| WHAT YOU ARE ASKED TO DO |
Copy the lines of the records below exactly, starting with the line that contains "Query: eyeglasses" and continuing through the end of the records.

Pointing dataset records:
┄┄┄┄┄┄

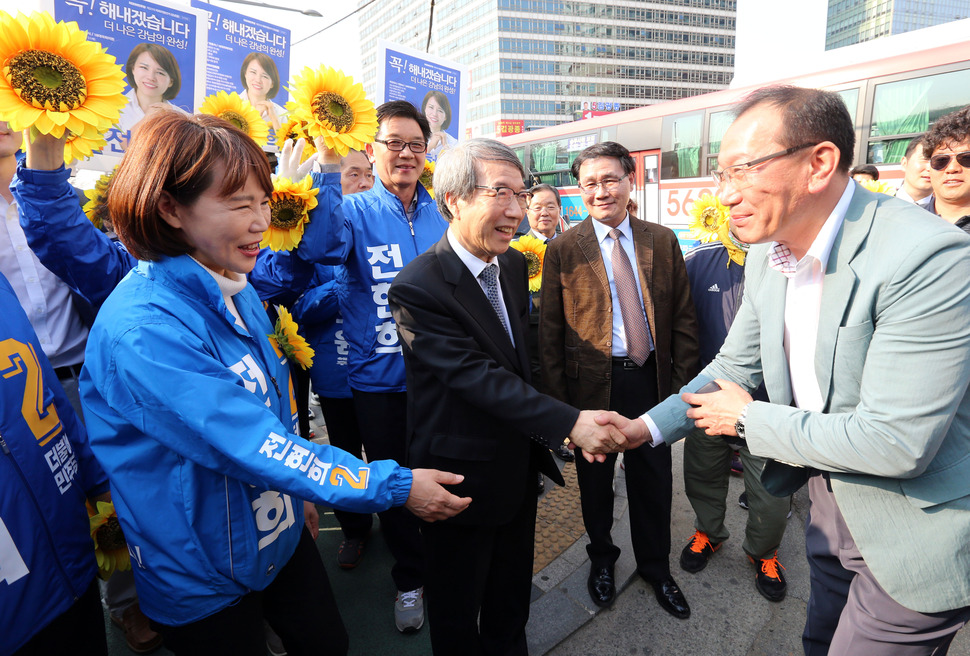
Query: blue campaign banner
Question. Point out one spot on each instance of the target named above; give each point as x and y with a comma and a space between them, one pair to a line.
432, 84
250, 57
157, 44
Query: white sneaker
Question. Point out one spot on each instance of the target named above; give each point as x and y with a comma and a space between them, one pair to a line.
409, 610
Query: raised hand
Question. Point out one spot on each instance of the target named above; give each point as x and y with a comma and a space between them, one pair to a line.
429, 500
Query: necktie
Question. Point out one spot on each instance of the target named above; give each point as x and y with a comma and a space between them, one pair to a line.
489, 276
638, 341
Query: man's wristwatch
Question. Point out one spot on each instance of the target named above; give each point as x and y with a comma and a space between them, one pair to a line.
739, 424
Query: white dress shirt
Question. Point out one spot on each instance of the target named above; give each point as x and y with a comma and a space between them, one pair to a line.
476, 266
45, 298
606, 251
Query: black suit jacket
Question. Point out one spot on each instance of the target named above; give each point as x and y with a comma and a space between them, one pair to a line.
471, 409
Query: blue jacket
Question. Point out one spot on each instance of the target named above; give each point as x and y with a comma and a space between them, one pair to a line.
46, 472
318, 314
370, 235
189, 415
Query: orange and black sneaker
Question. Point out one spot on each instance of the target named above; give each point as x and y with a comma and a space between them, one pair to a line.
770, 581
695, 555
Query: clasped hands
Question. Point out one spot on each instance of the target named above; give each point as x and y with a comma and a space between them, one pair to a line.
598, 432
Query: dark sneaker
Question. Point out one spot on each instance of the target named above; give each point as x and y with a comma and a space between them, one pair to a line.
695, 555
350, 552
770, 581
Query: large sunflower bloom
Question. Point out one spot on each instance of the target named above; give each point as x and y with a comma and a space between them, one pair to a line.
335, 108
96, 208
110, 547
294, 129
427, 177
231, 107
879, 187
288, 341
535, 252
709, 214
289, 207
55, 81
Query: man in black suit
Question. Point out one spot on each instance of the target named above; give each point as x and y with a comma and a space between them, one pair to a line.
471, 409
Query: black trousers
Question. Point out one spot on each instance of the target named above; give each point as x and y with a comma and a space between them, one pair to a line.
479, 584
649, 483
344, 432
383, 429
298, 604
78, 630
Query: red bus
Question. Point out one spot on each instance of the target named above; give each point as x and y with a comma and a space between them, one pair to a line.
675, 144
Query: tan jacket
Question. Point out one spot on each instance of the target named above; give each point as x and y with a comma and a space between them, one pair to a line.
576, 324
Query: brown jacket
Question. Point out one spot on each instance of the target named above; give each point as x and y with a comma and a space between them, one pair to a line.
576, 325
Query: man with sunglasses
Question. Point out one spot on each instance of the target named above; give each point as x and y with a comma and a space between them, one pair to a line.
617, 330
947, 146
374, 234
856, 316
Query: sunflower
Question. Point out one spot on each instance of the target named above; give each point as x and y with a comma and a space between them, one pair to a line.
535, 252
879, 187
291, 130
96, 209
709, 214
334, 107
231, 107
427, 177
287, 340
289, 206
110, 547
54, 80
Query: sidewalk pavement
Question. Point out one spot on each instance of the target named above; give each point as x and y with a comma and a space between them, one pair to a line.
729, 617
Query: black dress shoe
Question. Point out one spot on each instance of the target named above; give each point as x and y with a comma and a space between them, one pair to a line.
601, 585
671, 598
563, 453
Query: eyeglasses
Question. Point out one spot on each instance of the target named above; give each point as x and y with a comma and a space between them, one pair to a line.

┄┄┄┄┄┄

| CORRECT ANSWER |
Query: eyeglasses
Question. Point out one spot on each instance of the target named above; give each point as x and y with a comma and a space between them, one pair to a line.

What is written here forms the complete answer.